Problem description: Below are some records. Return exactly the lines from the one containing "locate: snow on" through the one containing "locate: snow-covered fence", both included, and only those.

Source records
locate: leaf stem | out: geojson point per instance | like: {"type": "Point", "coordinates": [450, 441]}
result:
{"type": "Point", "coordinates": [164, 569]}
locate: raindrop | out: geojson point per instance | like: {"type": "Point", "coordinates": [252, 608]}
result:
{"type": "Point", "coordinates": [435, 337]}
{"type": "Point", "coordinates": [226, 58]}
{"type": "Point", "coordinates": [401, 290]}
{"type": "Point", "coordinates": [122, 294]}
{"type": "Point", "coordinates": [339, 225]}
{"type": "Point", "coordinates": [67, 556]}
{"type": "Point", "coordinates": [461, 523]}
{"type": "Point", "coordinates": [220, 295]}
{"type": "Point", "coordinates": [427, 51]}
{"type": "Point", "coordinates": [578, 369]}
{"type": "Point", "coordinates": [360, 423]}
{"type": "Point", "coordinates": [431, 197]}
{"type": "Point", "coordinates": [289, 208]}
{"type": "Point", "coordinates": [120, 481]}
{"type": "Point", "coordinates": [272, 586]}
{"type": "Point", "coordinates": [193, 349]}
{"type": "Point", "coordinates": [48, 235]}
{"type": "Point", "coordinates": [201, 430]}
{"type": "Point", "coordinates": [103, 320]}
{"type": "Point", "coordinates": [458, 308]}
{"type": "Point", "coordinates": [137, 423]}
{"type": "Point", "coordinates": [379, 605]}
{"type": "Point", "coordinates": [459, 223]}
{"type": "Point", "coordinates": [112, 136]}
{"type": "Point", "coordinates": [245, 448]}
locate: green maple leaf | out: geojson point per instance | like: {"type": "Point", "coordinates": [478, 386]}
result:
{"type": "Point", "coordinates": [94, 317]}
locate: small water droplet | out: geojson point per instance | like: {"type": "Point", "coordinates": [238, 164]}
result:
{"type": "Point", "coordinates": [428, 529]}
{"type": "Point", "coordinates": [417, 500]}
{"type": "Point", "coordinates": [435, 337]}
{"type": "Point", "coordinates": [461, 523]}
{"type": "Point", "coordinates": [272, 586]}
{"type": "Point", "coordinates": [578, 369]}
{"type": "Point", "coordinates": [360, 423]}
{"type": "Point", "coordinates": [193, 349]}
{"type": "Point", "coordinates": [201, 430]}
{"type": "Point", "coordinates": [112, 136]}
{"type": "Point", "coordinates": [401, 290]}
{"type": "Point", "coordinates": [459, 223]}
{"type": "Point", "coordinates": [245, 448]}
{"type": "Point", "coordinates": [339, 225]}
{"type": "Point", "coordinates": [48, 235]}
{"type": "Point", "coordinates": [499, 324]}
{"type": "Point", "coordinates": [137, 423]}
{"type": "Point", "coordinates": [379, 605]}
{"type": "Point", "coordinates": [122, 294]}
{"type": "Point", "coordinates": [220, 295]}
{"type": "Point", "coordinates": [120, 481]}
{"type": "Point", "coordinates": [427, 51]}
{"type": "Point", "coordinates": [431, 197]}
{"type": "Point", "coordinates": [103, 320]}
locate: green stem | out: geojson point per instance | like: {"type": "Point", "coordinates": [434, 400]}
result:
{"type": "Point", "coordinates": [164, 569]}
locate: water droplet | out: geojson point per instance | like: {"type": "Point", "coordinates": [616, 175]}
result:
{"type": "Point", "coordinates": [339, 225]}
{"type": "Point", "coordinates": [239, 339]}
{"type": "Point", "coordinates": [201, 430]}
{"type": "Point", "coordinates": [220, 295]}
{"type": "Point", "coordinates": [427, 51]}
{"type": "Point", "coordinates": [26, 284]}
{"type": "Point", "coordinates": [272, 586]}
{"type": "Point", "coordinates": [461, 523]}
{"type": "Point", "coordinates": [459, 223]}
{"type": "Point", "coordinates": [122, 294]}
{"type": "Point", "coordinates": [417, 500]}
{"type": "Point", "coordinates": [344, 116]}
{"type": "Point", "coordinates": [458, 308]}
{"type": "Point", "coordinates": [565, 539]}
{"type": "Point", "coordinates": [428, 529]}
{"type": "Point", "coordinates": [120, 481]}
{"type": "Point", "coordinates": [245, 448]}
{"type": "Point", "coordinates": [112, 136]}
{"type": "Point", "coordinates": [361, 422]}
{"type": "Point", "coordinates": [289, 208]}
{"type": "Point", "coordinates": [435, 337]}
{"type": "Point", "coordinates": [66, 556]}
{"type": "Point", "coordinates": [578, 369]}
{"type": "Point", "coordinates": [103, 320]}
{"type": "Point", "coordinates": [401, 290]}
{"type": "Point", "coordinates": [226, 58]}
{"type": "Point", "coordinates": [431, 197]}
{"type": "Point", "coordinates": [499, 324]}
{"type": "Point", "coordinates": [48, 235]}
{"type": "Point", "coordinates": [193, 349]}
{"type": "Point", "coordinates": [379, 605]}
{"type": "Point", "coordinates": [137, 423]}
---
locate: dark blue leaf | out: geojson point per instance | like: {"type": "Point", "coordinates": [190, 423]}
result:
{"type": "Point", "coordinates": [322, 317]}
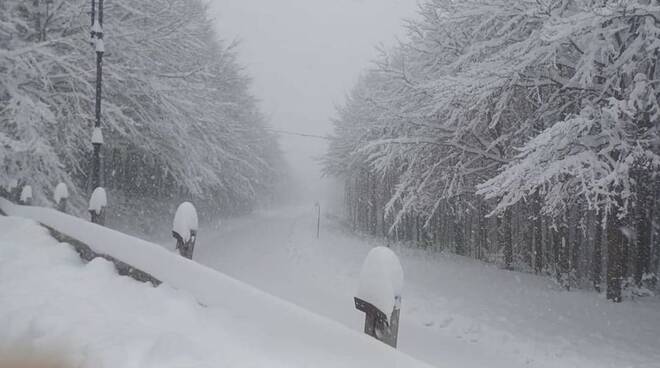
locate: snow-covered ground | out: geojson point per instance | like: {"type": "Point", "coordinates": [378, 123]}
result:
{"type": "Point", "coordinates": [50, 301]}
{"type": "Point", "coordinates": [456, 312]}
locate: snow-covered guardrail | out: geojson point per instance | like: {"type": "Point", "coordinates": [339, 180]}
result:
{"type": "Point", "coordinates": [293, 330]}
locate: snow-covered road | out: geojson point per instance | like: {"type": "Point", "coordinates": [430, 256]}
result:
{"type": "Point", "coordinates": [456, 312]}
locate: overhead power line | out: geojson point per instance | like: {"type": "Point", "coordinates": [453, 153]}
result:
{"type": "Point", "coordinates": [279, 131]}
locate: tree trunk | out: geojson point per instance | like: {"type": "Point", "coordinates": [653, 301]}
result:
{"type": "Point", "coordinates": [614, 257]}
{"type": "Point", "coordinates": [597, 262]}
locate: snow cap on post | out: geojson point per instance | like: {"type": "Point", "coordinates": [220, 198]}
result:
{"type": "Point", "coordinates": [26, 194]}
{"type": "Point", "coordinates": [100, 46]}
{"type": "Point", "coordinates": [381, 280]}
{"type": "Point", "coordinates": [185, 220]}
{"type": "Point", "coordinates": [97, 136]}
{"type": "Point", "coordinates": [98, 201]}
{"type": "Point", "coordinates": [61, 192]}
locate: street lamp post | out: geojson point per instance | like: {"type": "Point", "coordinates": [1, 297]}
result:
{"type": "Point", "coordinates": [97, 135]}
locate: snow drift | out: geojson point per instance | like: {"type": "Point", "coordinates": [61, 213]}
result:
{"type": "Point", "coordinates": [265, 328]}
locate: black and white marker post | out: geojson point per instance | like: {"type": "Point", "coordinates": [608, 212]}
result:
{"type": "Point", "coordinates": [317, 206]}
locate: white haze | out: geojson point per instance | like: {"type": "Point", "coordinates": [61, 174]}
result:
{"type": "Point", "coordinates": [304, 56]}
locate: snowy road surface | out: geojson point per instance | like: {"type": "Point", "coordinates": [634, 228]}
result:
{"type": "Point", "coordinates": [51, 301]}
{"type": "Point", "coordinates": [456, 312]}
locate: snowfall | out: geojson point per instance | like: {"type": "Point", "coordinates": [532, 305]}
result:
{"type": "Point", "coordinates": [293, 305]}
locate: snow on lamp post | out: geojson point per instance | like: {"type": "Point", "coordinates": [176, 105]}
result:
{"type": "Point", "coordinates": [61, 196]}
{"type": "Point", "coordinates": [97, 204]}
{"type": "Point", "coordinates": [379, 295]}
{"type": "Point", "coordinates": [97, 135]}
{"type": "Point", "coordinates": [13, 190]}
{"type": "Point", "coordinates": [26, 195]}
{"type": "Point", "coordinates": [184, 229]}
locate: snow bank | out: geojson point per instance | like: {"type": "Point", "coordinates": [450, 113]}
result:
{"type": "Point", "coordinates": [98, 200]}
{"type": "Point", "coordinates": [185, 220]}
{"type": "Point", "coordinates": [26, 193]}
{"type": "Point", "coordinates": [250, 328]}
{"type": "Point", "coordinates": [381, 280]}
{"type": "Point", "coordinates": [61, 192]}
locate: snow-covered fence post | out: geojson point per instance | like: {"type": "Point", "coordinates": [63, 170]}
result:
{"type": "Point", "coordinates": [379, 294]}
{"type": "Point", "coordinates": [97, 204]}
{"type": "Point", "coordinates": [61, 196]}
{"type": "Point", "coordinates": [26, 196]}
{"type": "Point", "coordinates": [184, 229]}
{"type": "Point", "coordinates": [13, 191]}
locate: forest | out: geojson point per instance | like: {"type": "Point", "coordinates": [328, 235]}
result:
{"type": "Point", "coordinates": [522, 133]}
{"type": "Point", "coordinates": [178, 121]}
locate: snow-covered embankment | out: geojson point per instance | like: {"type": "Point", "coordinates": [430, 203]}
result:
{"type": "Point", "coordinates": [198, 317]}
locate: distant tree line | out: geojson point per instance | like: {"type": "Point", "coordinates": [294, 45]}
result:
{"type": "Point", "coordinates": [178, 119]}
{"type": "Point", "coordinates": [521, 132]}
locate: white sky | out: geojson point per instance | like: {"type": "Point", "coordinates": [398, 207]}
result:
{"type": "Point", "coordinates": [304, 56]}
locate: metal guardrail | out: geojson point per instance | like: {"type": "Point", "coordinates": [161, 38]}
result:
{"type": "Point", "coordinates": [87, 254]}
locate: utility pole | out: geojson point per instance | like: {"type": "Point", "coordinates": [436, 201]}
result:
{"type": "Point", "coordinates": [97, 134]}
==
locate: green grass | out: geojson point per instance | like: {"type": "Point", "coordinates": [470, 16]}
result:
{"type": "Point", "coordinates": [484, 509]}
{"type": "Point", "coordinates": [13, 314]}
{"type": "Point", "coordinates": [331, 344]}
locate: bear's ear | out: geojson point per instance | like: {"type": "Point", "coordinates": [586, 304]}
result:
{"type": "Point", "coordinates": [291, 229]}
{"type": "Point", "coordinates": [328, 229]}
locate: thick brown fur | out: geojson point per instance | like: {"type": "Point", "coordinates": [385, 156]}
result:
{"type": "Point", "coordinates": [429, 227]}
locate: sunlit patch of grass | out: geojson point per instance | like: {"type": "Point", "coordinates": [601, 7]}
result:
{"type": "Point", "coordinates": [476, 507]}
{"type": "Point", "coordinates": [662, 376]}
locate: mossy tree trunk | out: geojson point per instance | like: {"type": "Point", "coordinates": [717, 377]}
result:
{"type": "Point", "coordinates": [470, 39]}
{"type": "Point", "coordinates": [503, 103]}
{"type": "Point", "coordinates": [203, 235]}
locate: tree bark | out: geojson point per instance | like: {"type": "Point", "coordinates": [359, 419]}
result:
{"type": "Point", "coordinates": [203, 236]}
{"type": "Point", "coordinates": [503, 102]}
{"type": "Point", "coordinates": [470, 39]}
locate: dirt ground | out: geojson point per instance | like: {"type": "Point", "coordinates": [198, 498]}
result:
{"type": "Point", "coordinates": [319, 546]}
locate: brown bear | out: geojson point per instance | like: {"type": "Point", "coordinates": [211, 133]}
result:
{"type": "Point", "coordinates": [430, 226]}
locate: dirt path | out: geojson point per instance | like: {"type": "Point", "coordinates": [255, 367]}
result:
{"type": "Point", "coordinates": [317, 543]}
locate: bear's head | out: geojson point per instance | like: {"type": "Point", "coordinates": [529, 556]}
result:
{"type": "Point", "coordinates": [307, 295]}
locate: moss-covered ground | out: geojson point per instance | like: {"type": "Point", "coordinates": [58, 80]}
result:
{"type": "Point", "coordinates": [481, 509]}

Answer box:
locate: snow on lamp post | out: geojson point per instance | like: {"type": "Point", "coordinates": [176, 105]}
result:
{"type": "Point", "coordinates": [61, 196]}
{"type": "Point", "coordinates": [97, 204]}
{"type": "Point", "coordinates": [379, 295]}
{"type": "Point", "coordinates": [97, 135]}
{"type": "Point", "coordinates": [13, 190]}
{"type": "Point", "coordinates": [26, 195]}
{"type": "Point", "coordinates": [184, 229]}
locate: snow bank | out: geojson point per instance | like: {"type": "Point", "coordinates": [450, 113]}
result:
{"type": "Point", "coordinates": [98, 200]}
{"type": "Point", "coordinates": [185, 220]}
{"type": "Point", "coordinates": [26, 193]}
{"type": "Point", "coordinates": [250, 328]}
{"type": "Point", "coordinates": [381, 280]}
{"type": "Point", "coordinates": [61, 192]}
locate: snow-covered fence post | out: geojson point per instance | like: {"type": "Point", "coordinates": [63, 170]}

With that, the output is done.